- Given exercise:
Find each line in the material below that contains the word "flower" with matching case, and copy those lines.

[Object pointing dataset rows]
════════════════════

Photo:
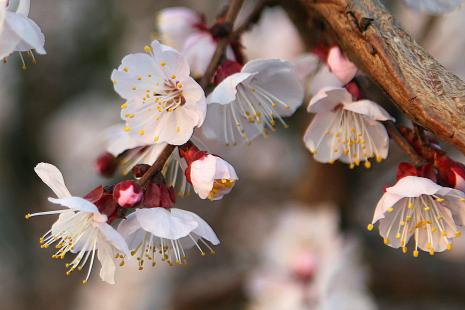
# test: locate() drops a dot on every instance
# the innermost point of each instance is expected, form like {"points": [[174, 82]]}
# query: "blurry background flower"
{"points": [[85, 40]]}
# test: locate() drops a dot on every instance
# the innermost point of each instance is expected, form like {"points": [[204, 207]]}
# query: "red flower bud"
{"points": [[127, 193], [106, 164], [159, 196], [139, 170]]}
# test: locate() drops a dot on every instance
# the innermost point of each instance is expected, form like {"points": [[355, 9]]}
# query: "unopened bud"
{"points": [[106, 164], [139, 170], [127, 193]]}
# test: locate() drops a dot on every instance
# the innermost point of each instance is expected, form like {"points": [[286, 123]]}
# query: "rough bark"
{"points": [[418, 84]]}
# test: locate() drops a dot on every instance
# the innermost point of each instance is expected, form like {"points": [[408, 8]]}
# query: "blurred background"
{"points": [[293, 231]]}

════════════════════

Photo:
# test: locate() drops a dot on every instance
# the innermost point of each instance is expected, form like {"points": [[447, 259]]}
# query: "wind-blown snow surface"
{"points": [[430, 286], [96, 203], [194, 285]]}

════════════════════

- Full answer:
# query: "blurry background flower"
# query: "red flower bud"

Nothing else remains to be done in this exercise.